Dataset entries

════

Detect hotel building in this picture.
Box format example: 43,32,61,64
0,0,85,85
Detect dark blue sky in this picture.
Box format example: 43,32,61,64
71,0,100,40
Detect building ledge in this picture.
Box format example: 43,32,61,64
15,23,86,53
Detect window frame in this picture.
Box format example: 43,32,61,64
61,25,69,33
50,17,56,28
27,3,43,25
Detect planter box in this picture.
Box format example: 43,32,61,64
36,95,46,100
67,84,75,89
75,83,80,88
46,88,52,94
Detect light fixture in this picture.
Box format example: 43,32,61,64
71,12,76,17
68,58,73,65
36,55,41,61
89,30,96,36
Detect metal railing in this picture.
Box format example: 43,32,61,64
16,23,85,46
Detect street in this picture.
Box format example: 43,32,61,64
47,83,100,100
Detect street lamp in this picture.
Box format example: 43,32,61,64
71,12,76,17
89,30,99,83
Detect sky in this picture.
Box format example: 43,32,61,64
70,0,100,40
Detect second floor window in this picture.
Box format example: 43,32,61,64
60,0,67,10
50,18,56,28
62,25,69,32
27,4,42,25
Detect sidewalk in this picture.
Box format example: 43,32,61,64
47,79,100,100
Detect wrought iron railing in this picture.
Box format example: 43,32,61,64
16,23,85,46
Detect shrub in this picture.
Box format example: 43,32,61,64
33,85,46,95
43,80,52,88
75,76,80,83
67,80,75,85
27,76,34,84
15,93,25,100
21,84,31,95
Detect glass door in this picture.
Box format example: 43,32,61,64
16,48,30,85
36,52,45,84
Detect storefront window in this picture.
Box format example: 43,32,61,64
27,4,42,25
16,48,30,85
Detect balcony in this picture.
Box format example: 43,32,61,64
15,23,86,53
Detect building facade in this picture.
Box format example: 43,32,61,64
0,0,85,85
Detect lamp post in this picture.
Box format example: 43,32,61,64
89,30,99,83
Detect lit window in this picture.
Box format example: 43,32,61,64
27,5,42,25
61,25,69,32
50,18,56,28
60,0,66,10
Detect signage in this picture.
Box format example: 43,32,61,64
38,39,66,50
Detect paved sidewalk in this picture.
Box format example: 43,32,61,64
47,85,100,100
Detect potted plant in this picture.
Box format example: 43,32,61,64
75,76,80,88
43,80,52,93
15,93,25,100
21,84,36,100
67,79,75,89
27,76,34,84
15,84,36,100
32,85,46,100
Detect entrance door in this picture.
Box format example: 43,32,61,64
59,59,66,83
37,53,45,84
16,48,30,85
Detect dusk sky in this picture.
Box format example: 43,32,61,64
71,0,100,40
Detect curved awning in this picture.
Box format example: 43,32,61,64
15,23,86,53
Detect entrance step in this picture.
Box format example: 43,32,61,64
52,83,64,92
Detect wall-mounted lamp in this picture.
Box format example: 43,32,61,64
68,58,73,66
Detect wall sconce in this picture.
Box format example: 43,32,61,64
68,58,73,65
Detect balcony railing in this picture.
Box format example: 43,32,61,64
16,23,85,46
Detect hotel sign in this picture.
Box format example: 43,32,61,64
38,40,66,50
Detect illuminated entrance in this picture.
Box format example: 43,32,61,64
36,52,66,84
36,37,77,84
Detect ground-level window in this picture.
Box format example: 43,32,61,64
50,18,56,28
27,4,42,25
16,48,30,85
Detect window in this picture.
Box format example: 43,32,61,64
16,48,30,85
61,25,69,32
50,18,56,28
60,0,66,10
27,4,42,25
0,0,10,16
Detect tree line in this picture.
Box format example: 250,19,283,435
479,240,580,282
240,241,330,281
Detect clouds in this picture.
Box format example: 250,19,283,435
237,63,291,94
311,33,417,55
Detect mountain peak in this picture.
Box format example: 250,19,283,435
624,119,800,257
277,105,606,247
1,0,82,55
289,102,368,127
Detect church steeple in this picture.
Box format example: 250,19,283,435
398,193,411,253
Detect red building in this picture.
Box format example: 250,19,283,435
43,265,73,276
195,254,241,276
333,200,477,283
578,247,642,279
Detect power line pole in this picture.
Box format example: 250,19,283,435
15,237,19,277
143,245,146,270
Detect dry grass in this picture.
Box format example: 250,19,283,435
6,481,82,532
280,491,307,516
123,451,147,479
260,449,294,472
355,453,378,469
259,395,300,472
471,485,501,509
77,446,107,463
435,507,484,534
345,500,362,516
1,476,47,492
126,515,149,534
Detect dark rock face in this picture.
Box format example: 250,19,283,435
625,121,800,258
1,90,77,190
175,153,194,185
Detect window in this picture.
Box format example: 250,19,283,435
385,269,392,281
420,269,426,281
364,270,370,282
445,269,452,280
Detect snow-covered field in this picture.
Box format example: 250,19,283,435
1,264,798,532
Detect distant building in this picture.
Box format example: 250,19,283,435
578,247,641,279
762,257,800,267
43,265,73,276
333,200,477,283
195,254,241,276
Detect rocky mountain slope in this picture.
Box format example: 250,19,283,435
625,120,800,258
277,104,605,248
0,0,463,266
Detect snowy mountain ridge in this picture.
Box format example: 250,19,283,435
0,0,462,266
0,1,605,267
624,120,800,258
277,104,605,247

════

* AIM OF THE EXERCISE
Without leaving anything out, repeat every entry shown above.

* TASK OUTPUT
Detect hotel building in this picture.
Box format example: 43,32,61,64
0,0,85,85
Detect dark blue sky in this picture.
Box format example: 43,32,61,64
71,0,100,40
Detect building ledge in this picture.
Box format example: 43,32,61,64
15,23,86,53
Detect window frame in this picture.
Box format example: 43,32,61,64
61,25,69,33
50,17,56,28
27,3,43,25
Detect planter box in this picture.
Box format example: 43,32,61,64
36,95,46,100
67,84,75,89
75,83,80,88
46,88,52,94
Detect light fixture in this picture.
Box format example: 43,32,61,64
71,12,76,17
68,58,73,65
36,55,41,61
89,30,96,36
Detect metal railing in this picture.
Box format example: 43,32,61,64
16,23,85,46
Detect street in this picture.
Box format example: 43,32,61,64
47,83,100,100
Detect street lamp in this picture.
Box format example: 43,32,61,64
71,12,76,17
89,30,99,83
Detect sky in this picture.
Box format example: 43,32,61,64
70,0,100,40
Detect second floor window in this picture.
Box format example: 43,32,61,64
60,0,67,10
50,18,56,28
62,25,69,32
27,4,42,25
Detect sidewalk in this picture.
Box format example: 43,32,61,64
47,79,100,100
Detect wrought iron railing in this picture.
Box format example: 43,32,61,64
16,23,85,46
Detect shrub in this picture.
Box format example: 43,32,61,64
33,85,46,95
43,80,52,88
75,76,80,83
67,80,75,85
27,76,34,84
15,93,25,100
21,84,31,95
Detect glass door in this picture.
Box format example: 43,32,61,64
16,48,30,85
36,52,45,84
Detect storefront window in this picture.
Box format example: 43,32,61,64
27,4,42,25
16,48,30,85
Detect balcony in this picture.
Box format example: 43,32,61,64
15,23,86,53
Detect building facade in this picture.
Box format example: 43,32,61,64
0,0,85,85
Detect lamp post in this picture.
Box format example: 43,32,61,64
89,30,99,83
Detect lit window in this picture.
Box format example: 43,32,61,64
27,5,42,25
61,25,69,32
50,18,56,28
60,0,66,10
Detect signage in this picture.
Box format example: 43,32,61,64
38,39,66,50
Detect paved sidewalk in this picture.
Box format example: 43,32,61,64
47,85,100,100
Detect potted plant in this picture.
Box format example: 43,32,61,64
75,76,80,88
43,80,52,93
15,93,25,100
21,84,36,100
67,79,75,89
27,76,34,84
15,84,36,100
32,85,46,100
Detect entrance door in this picture.
Box format example: 43,32,61,64
59,59,66,83
37,53,45,84
16,48,30,85
Detect dusk sky in this picture.
Box format example: 43,32,61,64
71,0,100,40
Detect curved awning in this picture.
Box format example: 43,32,61,64
15,23,86,53
Detect entrance step in this picture.
Box format example: 43,32,61,64
52,83,64,92
Detect wall-mounted lamp in this picture.
Box format example: 43,32,61,64
68,58,73,66
Detect wall sconce in this picture.
Box format example: 43,32,61,64
68,58,73,65
Detect balcony railing in this picture.
Box format example: 43,32,61,64
16,23,85,46
Detect hotel sign in this picture.
Box format example: 43,32,61,64
38,40,66,50
Detect illuminated entrance in this picture.
Box format example: 43,32,61,64
36,52,66,84
36,37,77,84
Detect ground-level window in this picture.
Box format example: 43,32,61,64
50,18,56,28
27,4,42,25
16,48,30,85
Detect window in this picture.
Box format example: 43,32,61,64
16,48,30,85
61,25,69,32
50,18,56,28
60,0,66,10
27,4,42,25
0,0,10,16
Detect tree line in this picture.
Box format example: 250,19,283,435
479,240,580,282
240,241,330,281
Detect clouds in this picture.
Box format example: 250,19,283,435
237,63,291,94
311,33,417,55
Detect mountain peak in this picture.
Box format example: 250,19,283,435
624,119,800,257
277,105,606,247
1,0,82,55
289,102,368,127
Detect church steeple in this picture.
Box format example: 250,19,283,435
398,193,411,253
Detect red building in this picture.
Box format example: 250,19,283,435
43,265,73,276
195,254,241,276
333,200,477,283
578,247,642,279
Detect power line pole in this picture.
Box format example: 250,19,283,435
15,237,19,277
143,245,146,270
Detect dry grass in this picture.
Box format example: 250,19,283,435
6,481,82,532
280,491,307,516
123,451,147,479
260,449,294,472
355,453,378,469
259,395,300,472
471,485,501,509
77,446,107,463
435,507,484,534
345,500,362,516
1,476,47,492
126,515,149,534
Detect dark rock face in this picture.
Box format example: 250,19,283,435
625,121,800,258
1,90,77,190
175,153,194,185
Detect window in this picture.
Box format example: 250,19,283,435
385,269,392,281
420,269,426,281
364,270,370,282
445,269,452,280
Detect snow-covered field in this picture.
Box format example: 250,19,283,435
1,264,798,532
Detect distant building in this picture.
Box format example: 250,19,283,435
578,247,641,279
762,257,800,267
43,265,73,276
333,200,477,283
195,254,241,276
Detect rocky mountain slope in this picture.
Box format example: 250,19,283,435
625,120,800,258
277,104,605,248
0,0,463,266
Detect snowy mountain ridge in this picture.
Box format example: 250,19,283,435
0,0,462,266
0,1,605,267
624,120,800,258
277,104,605,247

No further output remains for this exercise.